- _How to complete this task_:
Continue the text on FFT's impact weigher configurations from the point where it stops.

- _Excerpted text_:
* * * * * * * * *

Prior to the acquisition FFT had many different impact weigher designs, depending on the application. To reduce manufacturing costs and for ease of installation, FFT redesigned the mechanical arrangement of its weighers. There are now two basic configurations, the first an inline weigher for insertion in a vertical pipe or chute with no horizontal offset between the inlet and outlet and the second, the MAGNE//FLO unit. This system has been designed to handle hazardous or food grade materials and protects the electronics from the product being measured and cleaning solutions used for clean-in-place procedures.

In the first configuration the impact plates can be attached directly to the load cell or mounted on a trapeze arrangement with the load cell and its electrical connections located outside the measurement chamber. The trapeze mounting provides an almost linear response between the horizontal force on the impact plate and the flow rate leading to higher accuracy and better measurement repeatability.

The MAGNE//FLO unit uses magnetic force to provide the coupling between the impact plate and load cell, allowing the load cell to be located outside of the product flow. Some of the benefits to this are:

• Improved accuracy

• The load cell is protected from the product by being outside of the flow path

• The weigher internals can be washed/chemically cleaned

• Suitable for explosive products

• Suitable for products high in dust

• Easy to perform calibration checks using a built-in check calibration weight.

* * * * * * * * *

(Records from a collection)
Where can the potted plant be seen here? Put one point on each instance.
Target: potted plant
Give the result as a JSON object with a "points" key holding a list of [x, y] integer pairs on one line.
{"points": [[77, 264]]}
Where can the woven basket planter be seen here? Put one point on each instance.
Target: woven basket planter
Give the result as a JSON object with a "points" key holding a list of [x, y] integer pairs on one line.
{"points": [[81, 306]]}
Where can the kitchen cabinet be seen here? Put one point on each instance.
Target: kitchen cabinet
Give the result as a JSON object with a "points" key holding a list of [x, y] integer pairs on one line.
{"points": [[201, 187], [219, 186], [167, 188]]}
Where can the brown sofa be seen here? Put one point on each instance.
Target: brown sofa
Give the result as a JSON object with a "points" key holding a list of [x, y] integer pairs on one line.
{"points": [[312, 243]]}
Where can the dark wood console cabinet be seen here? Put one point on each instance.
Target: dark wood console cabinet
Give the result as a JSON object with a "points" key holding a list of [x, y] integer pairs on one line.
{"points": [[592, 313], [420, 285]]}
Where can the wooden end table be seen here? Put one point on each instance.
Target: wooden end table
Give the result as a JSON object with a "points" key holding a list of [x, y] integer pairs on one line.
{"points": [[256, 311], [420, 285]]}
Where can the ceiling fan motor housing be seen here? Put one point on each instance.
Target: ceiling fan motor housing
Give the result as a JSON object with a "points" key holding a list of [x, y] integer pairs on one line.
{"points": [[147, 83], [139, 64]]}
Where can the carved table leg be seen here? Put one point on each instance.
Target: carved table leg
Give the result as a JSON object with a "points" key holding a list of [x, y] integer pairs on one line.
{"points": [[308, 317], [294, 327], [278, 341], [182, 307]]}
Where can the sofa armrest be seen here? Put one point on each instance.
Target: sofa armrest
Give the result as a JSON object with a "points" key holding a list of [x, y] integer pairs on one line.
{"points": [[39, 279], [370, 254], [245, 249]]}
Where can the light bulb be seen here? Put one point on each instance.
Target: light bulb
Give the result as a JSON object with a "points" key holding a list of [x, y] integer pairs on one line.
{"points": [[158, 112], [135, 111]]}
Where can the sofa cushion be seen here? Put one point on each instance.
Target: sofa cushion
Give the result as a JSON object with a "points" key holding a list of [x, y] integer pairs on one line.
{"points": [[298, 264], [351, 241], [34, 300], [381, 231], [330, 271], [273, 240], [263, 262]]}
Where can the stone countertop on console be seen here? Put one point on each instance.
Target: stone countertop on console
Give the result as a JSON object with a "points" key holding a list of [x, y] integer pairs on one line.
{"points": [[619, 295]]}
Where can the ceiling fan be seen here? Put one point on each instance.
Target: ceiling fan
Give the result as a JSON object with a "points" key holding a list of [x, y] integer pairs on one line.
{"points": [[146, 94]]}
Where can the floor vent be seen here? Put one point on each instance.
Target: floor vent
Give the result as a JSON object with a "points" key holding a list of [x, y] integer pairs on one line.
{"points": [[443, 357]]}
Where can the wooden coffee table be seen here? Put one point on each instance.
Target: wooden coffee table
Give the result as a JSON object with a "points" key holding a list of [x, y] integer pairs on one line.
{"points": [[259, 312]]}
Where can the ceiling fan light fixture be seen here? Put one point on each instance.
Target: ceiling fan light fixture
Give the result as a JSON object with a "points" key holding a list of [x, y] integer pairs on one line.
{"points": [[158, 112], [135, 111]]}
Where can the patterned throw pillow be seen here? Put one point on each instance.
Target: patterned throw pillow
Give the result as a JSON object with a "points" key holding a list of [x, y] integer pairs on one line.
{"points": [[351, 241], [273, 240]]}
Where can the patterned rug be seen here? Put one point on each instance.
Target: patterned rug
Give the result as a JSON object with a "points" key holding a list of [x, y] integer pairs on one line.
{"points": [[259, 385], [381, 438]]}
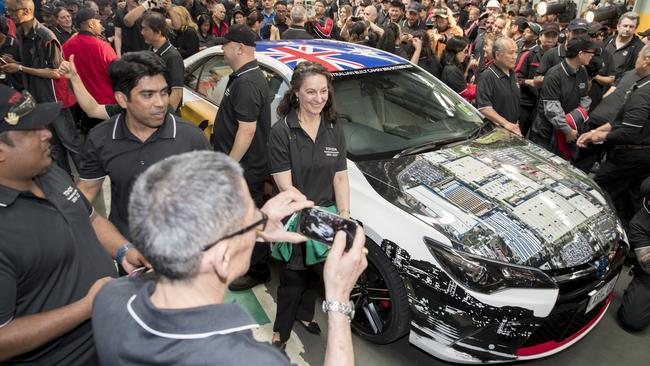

* * * * * * * * *

- _Answer section_:
However, one drawback to this system is that process minerals can’t be magnetic. It is also unable to handle some applications which involve roasting the product to temperatures beyond the 80°C limit of the existing technology.

“We then went back to basics and set about redesigning the impact weigher to make it suitable for high-temperature magnetic materials,” Mr Jobling says. “We needed to be able to retrofit the modifications as well, as we had customers
who could take advantage of a higher process temperature tolerance.”

The answer was to use the trapeze-mounted impact plate with the external load cell in applications involving high temperature and/or magnetic materials from the in-line weigher.

Mr Jobling says FFT’s impact weighers have been used to great success within the cement industry, allowing manufacturers to reduce waste and better control the quality of the product.

“Because cement is made to a particular quality specification, producers predominantly use impact weighers to measure product as it moves through the production process,” he says. “By using our impact weighers, manufacturers can measure the additives as they are being introduced, to keep the product as close to the specification as possible.”

Processes in the rare earth mineral sector have also influenced FFT’s technology development. Rare earth mineral production often requires producing different grades of product and companies use samplers to measure the grade and impact weighers to control the quality of each grade.

As a consequence, FFT has developed an integral sampler for the impact weigher which enables the collection of samples for lab testing to be done without interrupting production. This allows miners to monitor the quality, allowing them to make changes to production quickly if required.

Ruggedness and maintainability were two key qualities that FFT strives to include in its new impact weighers. Stainless steel is used instead of painted steel to remove issues with corrosion, rust or scratching and parts have been standardised, making units easier to repair.

This helps to reduce customer spare part storage requirements and makes manufacturing easier, as components are interchangeable across a number of sizes and designs.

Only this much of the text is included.